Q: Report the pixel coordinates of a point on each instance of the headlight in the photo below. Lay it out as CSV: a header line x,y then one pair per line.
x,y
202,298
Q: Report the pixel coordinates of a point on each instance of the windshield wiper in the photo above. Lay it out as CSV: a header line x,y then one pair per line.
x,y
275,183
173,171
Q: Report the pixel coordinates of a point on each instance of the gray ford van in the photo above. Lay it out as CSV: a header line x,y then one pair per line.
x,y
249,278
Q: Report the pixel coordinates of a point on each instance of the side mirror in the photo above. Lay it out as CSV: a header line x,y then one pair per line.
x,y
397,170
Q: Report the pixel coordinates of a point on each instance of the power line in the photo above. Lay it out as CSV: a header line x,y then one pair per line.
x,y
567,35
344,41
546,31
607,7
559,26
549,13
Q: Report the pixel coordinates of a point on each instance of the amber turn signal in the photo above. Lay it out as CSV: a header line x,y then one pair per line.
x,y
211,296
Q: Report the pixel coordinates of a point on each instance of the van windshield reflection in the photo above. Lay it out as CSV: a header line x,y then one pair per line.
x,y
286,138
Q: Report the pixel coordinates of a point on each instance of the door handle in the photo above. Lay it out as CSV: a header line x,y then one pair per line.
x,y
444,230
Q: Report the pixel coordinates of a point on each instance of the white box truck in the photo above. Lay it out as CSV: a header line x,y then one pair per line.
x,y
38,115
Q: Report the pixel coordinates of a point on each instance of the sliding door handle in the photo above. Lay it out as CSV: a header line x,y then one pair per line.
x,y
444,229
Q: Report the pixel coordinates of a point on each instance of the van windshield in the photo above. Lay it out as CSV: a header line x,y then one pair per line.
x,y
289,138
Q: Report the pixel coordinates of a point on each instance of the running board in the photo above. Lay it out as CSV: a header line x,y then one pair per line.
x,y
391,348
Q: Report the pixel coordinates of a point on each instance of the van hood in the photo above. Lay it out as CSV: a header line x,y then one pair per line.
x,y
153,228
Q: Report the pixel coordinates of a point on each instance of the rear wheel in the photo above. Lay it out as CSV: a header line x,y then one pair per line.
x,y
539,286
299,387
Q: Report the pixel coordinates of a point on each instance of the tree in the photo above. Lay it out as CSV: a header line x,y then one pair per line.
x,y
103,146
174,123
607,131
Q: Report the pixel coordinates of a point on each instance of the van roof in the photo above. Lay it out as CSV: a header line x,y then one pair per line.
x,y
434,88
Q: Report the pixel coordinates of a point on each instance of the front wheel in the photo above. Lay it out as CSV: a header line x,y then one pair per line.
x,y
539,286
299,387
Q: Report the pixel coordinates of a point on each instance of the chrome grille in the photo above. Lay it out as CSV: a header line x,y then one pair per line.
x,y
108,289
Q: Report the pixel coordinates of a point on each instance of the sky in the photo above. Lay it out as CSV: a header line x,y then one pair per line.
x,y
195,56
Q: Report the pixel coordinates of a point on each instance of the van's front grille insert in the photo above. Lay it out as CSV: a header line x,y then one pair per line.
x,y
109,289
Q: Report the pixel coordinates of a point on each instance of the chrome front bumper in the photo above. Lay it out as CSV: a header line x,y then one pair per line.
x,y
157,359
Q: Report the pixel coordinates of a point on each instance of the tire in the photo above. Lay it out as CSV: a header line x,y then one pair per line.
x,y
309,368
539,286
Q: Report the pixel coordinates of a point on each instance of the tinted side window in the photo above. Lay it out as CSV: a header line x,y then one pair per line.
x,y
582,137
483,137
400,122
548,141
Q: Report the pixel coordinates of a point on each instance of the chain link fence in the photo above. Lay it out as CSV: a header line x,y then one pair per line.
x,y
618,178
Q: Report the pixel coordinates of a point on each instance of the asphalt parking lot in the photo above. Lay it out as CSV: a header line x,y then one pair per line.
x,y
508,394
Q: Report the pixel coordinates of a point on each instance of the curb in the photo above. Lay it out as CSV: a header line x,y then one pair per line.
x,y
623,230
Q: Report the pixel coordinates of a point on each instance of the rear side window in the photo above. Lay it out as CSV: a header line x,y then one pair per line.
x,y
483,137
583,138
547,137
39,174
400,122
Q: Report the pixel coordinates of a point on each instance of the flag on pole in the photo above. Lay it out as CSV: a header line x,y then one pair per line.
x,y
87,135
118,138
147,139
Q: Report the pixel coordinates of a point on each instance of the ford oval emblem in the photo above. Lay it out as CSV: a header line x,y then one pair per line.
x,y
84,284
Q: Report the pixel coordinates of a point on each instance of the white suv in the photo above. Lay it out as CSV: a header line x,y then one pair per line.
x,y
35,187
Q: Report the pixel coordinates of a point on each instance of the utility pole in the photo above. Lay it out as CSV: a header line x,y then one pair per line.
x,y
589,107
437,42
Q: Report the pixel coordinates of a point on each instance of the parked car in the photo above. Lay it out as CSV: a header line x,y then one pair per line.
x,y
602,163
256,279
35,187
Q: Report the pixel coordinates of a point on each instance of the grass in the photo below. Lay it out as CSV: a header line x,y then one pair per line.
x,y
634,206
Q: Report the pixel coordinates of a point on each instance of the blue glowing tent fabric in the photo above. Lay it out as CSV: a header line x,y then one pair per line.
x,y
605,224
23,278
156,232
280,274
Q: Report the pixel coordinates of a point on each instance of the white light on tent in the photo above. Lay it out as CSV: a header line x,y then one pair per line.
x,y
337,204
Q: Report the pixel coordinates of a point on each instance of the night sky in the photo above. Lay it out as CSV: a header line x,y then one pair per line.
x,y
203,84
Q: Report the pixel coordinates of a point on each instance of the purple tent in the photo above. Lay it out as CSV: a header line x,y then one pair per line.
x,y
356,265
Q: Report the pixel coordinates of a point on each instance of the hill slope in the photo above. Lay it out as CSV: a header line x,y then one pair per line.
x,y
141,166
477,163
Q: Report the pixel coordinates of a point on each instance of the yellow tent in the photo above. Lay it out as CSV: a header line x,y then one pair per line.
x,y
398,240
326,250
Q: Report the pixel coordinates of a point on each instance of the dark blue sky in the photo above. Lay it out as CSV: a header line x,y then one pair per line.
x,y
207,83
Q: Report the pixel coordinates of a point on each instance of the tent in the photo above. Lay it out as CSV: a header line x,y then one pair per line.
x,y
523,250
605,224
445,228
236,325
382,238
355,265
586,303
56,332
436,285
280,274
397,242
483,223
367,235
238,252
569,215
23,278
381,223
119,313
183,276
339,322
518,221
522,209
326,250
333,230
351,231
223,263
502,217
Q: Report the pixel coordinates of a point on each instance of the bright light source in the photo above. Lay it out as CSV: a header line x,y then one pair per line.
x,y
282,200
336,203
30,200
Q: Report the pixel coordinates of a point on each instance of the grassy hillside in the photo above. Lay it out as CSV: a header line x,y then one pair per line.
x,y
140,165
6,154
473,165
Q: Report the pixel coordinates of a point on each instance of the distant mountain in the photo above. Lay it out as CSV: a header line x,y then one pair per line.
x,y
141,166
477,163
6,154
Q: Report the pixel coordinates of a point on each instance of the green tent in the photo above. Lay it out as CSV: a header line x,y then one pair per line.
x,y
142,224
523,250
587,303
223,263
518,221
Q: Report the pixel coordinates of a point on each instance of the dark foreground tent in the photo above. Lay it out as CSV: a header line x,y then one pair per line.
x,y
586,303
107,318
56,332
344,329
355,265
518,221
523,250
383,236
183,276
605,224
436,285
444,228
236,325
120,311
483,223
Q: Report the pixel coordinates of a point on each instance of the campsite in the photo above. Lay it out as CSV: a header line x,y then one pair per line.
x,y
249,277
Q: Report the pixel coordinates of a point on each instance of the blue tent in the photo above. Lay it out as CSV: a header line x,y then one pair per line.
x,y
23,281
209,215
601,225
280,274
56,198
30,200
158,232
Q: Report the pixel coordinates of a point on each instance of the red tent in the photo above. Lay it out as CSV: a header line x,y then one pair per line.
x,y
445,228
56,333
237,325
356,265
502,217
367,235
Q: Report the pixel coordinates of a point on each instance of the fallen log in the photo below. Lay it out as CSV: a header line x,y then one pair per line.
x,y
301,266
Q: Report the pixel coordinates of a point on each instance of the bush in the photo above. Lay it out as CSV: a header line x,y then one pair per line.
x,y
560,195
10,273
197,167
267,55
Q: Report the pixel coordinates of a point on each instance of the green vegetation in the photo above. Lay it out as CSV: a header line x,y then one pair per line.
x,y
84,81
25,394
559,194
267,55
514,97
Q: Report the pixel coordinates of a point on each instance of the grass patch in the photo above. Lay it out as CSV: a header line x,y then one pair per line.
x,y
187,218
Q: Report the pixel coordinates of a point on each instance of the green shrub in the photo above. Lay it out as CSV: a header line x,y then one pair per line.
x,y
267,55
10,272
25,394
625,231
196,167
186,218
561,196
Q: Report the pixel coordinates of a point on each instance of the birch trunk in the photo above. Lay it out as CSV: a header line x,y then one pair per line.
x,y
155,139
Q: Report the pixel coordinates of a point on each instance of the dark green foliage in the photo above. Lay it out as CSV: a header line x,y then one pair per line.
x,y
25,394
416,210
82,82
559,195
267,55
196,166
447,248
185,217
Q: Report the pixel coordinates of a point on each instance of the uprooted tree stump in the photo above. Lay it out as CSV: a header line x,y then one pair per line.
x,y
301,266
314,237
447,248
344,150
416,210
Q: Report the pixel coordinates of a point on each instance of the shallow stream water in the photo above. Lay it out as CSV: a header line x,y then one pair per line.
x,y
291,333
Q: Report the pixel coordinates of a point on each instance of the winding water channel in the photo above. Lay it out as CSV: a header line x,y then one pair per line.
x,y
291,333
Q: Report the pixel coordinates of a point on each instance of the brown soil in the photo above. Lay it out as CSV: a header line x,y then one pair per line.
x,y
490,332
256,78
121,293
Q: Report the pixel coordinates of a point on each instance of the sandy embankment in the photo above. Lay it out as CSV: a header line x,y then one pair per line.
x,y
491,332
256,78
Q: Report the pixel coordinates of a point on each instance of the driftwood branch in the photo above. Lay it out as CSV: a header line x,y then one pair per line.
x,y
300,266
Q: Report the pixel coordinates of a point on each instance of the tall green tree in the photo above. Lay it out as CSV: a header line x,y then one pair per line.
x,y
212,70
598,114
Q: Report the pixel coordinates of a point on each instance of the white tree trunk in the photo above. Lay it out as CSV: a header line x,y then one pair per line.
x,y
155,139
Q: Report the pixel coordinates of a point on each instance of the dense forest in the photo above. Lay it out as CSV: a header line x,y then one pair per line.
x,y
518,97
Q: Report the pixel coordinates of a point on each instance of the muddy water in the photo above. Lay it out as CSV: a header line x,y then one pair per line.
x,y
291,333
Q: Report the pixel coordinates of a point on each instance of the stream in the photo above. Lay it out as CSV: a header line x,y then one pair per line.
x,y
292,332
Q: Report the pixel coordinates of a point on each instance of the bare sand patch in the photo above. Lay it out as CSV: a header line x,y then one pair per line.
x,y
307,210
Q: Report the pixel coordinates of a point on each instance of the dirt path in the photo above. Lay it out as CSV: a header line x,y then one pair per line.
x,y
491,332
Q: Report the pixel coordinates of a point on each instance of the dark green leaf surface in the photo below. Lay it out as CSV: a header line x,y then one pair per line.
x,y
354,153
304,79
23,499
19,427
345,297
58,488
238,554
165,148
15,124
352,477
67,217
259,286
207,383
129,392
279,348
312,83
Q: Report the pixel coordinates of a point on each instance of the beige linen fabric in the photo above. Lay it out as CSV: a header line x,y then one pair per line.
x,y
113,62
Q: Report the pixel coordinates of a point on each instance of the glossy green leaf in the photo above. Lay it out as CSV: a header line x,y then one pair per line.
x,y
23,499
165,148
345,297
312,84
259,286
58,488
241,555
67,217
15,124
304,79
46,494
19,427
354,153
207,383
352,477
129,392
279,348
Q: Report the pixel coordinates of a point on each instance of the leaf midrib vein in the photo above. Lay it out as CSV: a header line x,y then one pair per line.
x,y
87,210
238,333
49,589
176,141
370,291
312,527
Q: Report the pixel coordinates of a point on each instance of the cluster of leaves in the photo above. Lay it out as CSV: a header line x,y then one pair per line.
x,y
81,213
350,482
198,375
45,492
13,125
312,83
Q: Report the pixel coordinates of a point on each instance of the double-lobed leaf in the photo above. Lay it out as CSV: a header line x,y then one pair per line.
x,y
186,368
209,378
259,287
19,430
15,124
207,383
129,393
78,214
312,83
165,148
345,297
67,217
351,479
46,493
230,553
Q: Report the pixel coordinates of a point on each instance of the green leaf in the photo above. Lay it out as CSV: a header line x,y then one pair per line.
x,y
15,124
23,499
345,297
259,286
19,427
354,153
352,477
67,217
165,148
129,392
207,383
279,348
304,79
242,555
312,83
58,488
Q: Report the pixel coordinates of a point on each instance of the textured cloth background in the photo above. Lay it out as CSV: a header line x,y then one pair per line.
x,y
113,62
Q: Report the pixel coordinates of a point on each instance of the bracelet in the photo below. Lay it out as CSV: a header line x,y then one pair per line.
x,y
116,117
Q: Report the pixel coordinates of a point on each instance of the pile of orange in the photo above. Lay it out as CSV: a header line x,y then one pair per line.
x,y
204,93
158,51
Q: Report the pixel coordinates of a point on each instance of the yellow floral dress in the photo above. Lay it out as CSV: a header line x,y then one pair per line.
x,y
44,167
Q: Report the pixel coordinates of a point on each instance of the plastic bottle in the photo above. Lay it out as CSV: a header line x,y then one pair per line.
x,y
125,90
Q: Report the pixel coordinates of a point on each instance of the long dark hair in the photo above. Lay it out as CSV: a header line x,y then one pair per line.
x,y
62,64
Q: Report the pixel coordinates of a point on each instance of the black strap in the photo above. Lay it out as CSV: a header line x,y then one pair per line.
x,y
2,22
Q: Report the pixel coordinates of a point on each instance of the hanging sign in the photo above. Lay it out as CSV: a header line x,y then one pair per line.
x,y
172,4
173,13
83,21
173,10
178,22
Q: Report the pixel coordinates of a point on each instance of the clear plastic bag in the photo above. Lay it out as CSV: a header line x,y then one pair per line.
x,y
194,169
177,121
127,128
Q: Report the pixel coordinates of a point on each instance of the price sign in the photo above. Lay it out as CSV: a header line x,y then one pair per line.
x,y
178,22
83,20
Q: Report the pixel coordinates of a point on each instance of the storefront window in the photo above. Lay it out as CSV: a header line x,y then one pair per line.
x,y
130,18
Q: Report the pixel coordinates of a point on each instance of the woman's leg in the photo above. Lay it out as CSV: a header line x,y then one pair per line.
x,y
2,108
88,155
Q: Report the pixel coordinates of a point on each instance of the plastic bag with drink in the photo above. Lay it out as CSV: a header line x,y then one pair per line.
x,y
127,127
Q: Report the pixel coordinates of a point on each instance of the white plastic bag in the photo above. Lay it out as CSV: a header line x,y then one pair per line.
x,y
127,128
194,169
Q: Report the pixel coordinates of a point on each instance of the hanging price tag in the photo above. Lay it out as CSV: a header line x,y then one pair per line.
+ + +
> [THE PROBLEM] From the line that contains "of the woman's" down to the last line of the listing above, repeat each line exactly, and include nothing else.

> [THE REPLY]
Q: Report the pixel coordinates of a point on each instance of the woman's leg in the photo above. Lay it out as CSV: a header line x,y then one pair per line.
x,y
2,108
88,155
Q: Report the pixel coordinates of a point on each instance of the plastic bag with drink in the photo above. Lay it out as CSV: a header line x,y then one pair per line.
x,y
127,127
Q: Report the pixel coordinates of a point on each instance of the white plastic bag in the photo above. Lay it out as CSV: a header line x,y then one pair per line.
x,y
127,128
194,169
Q: Report the pixel coordinates of a point on each instance of the hanging price tag in the photo above. Lay it out as CSV: a header line x,y then one pair per line.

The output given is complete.